▶ [Written instruction] Would you turn the records below into a two-column CSV with the header names text and answer? Each record should get one row, with its text and its answer each in a single quoted field, line breaks replaced by spaces, and the pictures left out.

▶ [Records for this exercise]
········

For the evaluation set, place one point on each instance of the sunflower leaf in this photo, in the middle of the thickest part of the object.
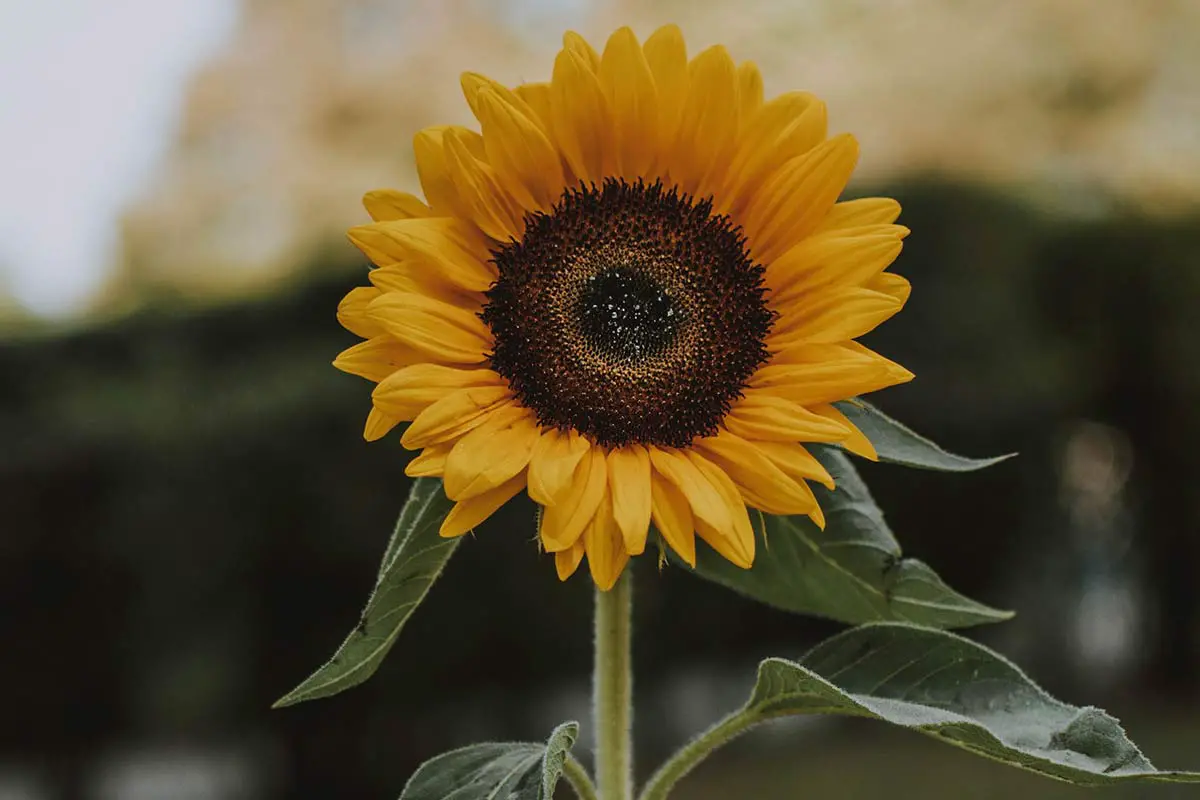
(959, 692)
(852, 571)
(495, 770)
(898, 444)
(414, 559)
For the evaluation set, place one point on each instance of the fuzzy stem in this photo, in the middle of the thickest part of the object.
(579, 779)
(612, 697)
(695, 751)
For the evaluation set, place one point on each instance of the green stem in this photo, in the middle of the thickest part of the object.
(695, 751)
(579, 779)
(612, 697)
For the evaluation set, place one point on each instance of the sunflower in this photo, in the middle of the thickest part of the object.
(633, 294)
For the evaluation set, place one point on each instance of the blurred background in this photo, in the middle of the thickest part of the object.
(191, 519)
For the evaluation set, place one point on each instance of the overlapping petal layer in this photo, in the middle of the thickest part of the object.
(636, 112)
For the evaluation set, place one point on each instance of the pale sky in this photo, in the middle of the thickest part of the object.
(90, 95)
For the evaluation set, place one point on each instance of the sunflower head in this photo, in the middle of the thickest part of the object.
(631, 294)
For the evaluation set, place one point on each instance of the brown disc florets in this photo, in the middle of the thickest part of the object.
(630, 313)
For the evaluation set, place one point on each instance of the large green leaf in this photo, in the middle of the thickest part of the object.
(852, 571)
(958, 692)
(495, 770)
(413, 560)
(898, 444)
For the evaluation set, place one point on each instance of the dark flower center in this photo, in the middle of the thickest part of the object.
(627, 314)
(630, 313)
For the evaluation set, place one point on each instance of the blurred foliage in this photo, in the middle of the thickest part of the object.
(192, 518)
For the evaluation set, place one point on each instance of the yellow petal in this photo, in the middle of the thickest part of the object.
(487, 457)
(796, 462)
(605, 548)
(798, 196)
(438, 244)
(431, 169)
(409, 391)
(582, 121)
(706, 504)
(483, 193)
(837, 374)
(377, 358)
(894, 286)
(430, 462)
(378, 425)
(761, 482)
(456, 414)
(672, 517)
(474, 85)
(580, 47)
(709, 124)
(857, 443)
(447, 332)
(568, 561)
(628, 84)
(385, 204)
(352, 312)
(835, 316)
(829, 262)
(415, 277)
(538, 97)
(735, 540)
(552, 464)
(666, 54)
(629, 483)
(783, 128)
(863, 211)
(563, 523)
(469, 513)
(749, 90)
(762, 416)
(520, 152)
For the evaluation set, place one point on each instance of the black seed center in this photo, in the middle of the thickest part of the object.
(627, 316)
(629, 313)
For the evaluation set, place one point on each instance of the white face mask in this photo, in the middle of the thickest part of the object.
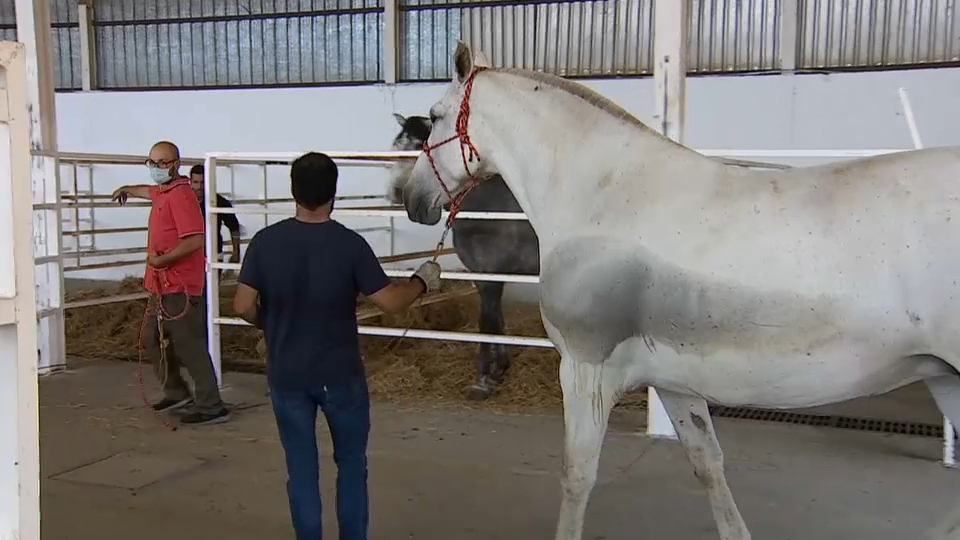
(158, 175)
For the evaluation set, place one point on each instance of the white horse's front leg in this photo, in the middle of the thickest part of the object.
(587, 401)
(691, 419)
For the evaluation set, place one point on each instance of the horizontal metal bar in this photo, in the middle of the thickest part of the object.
(376, 212)
(241, 17)
(65, 205)
(454, 276)
(107, 300)
(94, 232)
(476, 4)
(386, 157)
(437, 335)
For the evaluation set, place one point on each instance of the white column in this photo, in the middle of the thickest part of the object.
(670, 82)
(33, 30)
(391, 41)
(213, 279)
(19, 421)
(88, 46)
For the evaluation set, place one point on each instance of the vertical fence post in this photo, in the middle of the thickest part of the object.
(391, 43)
(88, 46)
(789, 35)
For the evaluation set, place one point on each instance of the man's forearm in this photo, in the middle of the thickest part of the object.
(140, 191)
(251, 316)
(235, 243)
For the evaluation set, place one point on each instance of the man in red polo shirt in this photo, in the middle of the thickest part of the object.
(176, 275)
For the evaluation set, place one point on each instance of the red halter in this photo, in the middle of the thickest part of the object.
(467, 152)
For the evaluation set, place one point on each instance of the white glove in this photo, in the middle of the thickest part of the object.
(429, 273)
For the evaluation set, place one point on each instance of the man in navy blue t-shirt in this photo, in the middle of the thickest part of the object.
(299, 282)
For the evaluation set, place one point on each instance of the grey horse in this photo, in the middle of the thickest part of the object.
(485, 246)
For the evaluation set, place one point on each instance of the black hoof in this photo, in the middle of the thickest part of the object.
(478, 392)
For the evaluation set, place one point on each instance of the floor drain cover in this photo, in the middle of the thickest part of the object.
(130, 470)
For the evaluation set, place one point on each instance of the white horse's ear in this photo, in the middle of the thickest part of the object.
(480, 60)
(462, 61)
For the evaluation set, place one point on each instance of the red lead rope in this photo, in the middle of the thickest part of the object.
(467, 152)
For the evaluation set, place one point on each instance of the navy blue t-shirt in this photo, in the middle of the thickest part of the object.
(308, 276)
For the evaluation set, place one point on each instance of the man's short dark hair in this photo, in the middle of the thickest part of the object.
(313, 180)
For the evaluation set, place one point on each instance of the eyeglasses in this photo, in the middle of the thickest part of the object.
(163, 164)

········

▶ [Task response]
text,answer
"For the evaluation set, place one point on each instance of the sunflower leaf in this photo, in the middle of the thickest part of the object.","(959, 692) (852, 571) (495, 770) (898, 444) (414, 559)"
"For the evaluation set, place one point on each instance of the fuzzy stem in this photo, in the middle of the thickest part of the object.","(579, 779) (612, 697) (695, 751)"
"For the evaluation set, place one point on each instance of the green stem in this photo, in the middle of the thickest part of the object.","(695, 751) (579, 779) (612, 697)"
"For the evaluation set, place one point on each instance of the sunflower in this photo, in the middle of the thickest part of the object.","(633, 294)"
"For the evaluation set, place one point on each instance of the blurred background in this photo, in the middle of the thickest part of the object.","(191, 519)"
"For the evaluation set, place one point on each instance of the overlapping petal layer in this photo, in the middle of the thickest part of the object.","(636, 112)"
"For the evaluation set, place one point on each instance of the pale sky in this photo, in the middle of the thickest part of the object.","(90, 95)"
"For the evaluation set, place one point on each instance of the sunflower head in this photo, in the middle of the thickest part of the object.","(631, 294)"
"For the evaluation set, place one point on each instance of the brown disc florets in this photo, in the middle of the thickest part of the object.","(630, 313)"
"For the evaluation set, place one point on each instance of the large green leaf in this photo, in the middle of the thickest part of the object.","(852, 571) (958, 692) (495, 770) (413, 560) (898, 444)"
"For the evaluation set, place one point on each instance of the dark flower center in this photo, in the middle of the thickest part of the object.","(627, 314) (630, 313)"
"For the evaluation set, place one point on each instance of the blurred foliage in this photo, in the middle of the thickest part of the object.","(192, 518)"
"For the evaluation set, place one point on each instance of the yellow petal in this photo, in the middle of the thickest part of the object.","(487, 457) (796, 462) (605, 548) (798, 196) (438, 244) (431, 169) (409, 391) (582, 121) (706, 504) (483, 193) (837, 374) (377, 358) (894, 286) (430, 462) (378, 425) (761, 482) (456, 414) (672, 517) (474, 85) (580, 47) (709, 124) (857, 443) (447, 332) (568, 561) (628, 84) (385, 204) (352, 312) (835, 316) (829, 262) (415, 277) (538, 97) (735, 540) (552, 464) (666, 54) (629, 483) (783, 128) (863, 211) (563, 523) (469, 513) (749, 90) (762, 416) (520, 152)"
"For the evaluation set, place one point on each instance of the black seed center in this photo, in the middle of the thickest part of the object.","(627, 316) (629, 313)"
"For the evaluation set, place one point on each instance of the white face mask in this photo, in the middle of the thickest part of the object.","(158, 175)"
"For the evaluation set, place one point on each instance of the white horse's front leg in this photo, in the middle of the thickest part of the object.","(587, 401) (691, 419)"
"For the evaluation set, place one point on each instance of the horizontal metal bar in this photo, in the middle of the thickest part of the object.","(376, 212) (241, 17) (65, 205) (454, 276) (107, 300) (94, 232) (476, 4) (386, 157) (437, 335)"
"For the evaluation set, place one point on each instance of the white column in this photo, in the middle of the thickest part of the object.","(670, 82) (33, 30) (391, 41) (213, 279) (19, 421) (88, 46)"
"For the evaluation set, place one point on each instance of the vertical fence post in this photo, in the middle of the thickest part of the object.","(391, 43) (88, 46) (789, 35)"
"For the evaluation set, place one point on each instance of the man's forearm in this photo, in the middle of the thickest part of the object.","(140, 191) (251, 316) (235, 243)"
"For the evaluation set, place one point on each instance of the man in red polo shirt in this photo, in the middle of the thickest part of the object.","(176, 275)"
"For the evaluation set, place one point on each instance of the red halter in this photo, in the middle of the thickest part of the object.","(467, 152)"
"For the evaluation set, place one point on each instance of the white glove in this photo, in the middle of the thickest part of the object.","(429, 273)"
"For the evaluation set, place one point on each instance of the man in navy blue t-shirt in this photo, in the middle of the thickest part of the object.","(299, 282)"
"For the evaluation set, place one point on each instance of the grey horse in this photo, in the middle of the thickest part of the object.","(485, 246)"
"For the evaluation set, place one point on each instance of the black hoof in this photo, in the middle of the thickest part of the object.","(478, 392)"
"For the evaluation set, place one point on each instance of the floor drain cover in this photo, in the middle of the thickest part of the object.","(130, 470)"
"For the evaluation set, place one point on each instance of the white horse's ear in this photo, in the middle of the thickest part of the object.","(480, 60) (462, 61)"
"For the evaluation set, place one point on each instance of the red lead rope in this photo, in the middle of the thickest part of the object.","(467, 152)"
"For the evaluation set, place one point on each instance of the navy blue t-shirt in this photo, in the middle of the thickest part of the object.","(308, 276)"
"For the evaluation set, place one point on each instance of the man's short dark hair in this photo, in the middle of the thickest part of the object.","(313, 180)"
"For the evaluation set, place one point on each instance of the eyeglasses in this photo, in the middle of the thickest part of the object.","(163, 164)"